*Task details:* Needed from the data below: every line from the one with "Drop one point per instance of the wood" up to and including the one with "Drop one point per instance of the window.", repeated exactly and with nothing else.
━━━━━ Data supplied ━━━━━
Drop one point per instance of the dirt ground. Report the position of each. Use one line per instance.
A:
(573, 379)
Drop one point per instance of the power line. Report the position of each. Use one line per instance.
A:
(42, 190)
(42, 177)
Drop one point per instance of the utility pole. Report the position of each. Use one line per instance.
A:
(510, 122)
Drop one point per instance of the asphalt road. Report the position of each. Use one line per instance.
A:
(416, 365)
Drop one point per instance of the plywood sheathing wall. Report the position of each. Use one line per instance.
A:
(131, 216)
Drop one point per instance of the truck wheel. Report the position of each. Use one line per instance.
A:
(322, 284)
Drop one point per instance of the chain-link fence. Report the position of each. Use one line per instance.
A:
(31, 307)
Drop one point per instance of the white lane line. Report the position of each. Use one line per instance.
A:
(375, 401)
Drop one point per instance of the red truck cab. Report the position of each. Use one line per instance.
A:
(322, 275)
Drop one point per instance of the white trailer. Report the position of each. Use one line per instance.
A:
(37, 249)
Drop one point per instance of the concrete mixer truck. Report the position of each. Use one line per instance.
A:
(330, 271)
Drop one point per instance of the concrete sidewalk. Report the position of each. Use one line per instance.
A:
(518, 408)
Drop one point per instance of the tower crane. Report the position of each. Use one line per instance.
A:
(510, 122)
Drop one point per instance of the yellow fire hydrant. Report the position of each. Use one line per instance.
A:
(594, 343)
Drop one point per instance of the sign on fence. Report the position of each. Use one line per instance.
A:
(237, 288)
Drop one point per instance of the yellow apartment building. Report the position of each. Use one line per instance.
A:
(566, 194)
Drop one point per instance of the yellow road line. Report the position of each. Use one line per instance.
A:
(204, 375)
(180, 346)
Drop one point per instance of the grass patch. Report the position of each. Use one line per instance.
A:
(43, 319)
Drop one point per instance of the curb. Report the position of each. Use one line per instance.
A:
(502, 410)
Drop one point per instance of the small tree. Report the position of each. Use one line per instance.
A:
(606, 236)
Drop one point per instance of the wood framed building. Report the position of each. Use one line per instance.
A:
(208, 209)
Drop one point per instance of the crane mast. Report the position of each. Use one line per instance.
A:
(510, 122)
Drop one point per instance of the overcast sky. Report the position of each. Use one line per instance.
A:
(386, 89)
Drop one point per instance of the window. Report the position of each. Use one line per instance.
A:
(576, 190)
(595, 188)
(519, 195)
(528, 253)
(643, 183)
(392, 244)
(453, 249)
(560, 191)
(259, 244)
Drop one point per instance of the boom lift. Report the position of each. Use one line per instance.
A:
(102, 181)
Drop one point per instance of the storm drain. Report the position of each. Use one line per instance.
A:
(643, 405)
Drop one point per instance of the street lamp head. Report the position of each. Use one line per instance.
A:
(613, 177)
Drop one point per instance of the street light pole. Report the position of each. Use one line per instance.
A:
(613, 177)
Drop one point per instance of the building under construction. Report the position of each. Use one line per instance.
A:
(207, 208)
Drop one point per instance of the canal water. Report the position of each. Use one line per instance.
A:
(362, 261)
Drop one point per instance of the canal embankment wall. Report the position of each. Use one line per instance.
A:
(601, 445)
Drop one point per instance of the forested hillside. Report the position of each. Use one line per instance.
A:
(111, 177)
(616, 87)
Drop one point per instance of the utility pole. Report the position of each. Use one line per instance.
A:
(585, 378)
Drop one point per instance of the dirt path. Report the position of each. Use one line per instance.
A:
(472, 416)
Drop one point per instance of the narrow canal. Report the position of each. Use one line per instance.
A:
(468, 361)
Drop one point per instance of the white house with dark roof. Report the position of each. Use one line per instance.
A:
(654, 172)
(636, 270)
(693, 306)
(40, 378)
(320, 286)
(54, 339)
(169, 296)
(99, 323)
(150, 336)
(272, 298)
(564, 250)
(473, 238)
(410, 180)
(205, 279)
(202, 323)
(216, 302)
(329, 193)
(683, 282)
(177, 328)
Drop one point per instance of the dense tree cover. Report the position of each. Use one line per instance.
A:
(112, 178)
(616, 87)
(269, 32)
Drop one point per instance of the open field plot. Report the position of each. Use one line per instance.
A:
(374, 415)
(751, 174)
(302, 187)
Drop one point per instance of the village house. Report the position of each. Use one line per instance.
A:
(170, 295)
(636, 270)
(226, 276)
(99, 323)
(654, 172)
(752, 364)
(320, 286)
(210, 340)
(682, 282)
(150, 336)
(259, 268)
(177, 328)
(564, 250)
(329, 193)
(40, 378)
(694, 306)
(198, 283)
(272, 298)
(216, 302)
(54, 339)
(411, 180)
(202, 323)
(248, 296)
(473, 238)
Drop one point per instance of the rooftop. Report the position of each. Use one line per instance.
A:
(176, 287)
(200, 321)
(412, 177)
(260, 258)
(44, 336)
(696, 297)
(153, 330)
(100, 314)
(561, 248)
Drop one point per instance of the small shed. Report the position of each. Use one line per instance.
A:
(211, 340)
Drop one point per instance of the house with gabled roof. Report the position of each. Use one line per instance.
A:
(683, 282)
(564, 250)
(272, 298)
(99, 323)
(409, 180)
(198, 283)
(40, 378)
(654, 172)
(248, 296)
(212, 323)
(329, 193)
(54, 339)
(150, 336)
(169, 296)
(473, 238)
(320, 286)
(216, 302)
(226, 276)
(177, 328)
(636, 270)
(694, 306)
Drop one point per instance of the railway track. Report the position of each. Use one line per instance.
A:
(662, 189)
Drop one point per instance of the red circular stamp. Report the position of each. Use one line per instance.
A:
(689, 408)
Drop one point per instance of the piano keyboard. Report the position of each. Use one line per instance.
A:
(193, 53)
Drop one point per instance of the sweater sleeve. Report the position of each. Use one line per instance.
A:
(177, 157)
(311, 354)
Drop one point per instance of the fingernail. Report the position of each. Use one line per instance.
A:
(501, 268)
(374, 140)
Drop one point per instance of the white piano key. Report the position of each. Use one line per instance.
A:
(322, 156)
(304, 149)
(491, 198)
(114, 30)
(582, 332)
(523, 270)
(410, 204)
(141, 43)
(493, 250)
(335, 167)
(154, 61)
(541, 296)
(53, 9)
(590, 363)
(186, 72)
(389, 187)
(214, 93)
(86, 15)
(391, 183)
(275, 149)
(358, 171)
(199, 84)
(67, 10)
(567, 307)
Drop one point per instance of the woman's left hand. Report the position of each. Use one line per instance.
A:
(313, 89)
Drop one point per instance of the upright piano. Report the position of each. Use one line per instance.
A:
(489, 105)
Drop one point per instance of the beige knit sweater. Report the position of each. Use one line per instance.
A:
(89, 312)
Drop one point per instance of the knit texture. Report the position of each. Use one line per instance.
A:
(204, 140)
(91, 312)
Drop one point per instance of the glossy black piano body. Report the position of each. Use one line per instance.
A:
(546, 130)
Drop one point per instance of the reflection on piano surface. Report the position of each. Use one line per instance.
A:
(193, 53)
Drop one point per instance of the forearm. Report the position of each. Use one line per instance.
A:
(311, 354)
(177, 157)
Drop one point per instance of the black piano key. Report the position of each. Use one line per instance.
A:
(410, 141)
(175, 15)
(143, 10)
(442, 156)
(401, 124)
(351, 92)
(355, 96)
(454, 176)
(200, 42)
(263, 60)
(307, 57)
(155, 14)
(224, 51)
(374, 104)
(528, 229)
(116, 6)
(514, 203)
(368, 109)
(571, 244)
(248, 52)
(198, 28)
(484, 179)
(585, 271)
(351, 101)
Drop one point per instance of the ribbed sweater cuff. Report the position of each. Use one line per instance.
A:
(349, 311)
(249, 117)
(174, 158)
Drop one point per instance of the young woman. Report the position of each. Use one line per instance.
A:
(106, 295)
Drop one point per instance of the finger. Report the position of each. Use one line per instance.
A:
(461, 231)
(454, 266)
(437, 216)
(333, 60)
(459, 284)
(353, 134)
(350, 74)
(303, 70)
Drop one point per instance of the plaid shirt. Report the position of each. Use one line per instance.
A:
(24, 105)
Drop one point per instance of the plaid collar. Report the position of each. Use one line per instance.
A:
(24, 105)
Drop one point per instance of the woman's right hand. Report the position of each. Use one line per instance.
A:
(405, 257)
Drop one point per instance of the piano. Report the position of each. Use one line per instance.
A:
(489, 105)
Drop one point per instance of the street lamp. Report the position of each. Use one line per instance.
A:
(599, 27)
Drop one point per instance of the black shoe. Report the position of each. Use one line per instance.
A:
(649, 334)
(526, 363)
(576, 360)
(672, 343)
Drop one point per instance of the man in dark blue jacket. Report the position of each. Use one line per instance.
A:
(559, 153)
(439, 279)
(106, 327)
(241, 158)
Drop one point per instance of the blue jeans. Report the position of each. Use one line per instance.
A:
━━━━━
*Task output:*
Drop one point per instance of the wood framed building. Report the position of each. Use one line per instance.
A:
(208, 209)
Drop one point per instance of the crane mast. Report the position of each. Use one line per instance.
A:
(510, 122)
Drop one point per instance of the overcast sky. Report the position of each. Use one line per instance.
A:
(386, 89)
Drop one point per instance of the window. Report the position of each. Use one line per instance.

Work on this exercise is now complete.